Job: Can you reproduce the rows below word for word, leaving out the pictures?
===== Available data
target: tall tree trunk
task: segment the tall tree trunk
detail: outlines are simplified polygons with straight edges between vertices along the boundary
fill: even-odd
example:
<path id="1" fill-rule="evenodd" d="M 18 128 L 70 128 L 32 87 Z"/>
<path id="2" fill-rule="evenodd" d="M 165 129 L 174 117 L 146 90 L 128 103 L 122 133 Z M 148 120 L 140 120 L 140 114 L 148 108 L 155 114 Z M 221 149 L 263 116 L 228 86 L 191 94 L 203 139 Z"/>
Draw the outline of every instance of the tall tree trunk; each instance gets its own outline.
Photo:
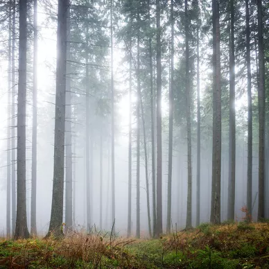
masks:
==========
The solution:
target: tall tree trunk
task: segment the tall tree trunk
detail: outlines are simplified polygons with straight edges between vertices along the boundary
fill: even-odd
example:
<path id="1" fill-rule="evenodd" d="M 18 128 L 70 128 L 32 87 Z"/>
<path id="2" fill-rule="evenodd" d="M 165 129 L 174 117 L 146 90 L 128 103 L 122 133 Z M 148 120 L 140 120 L 140 114 L 148 108 L 155 114 Z M 221 149 L 263 116 L 228 86 L 191 94 L 203 139 Z"/>
Draw the outline of every instance of the tall tree trunk; each instance gets its own outline.
Photo:
masks:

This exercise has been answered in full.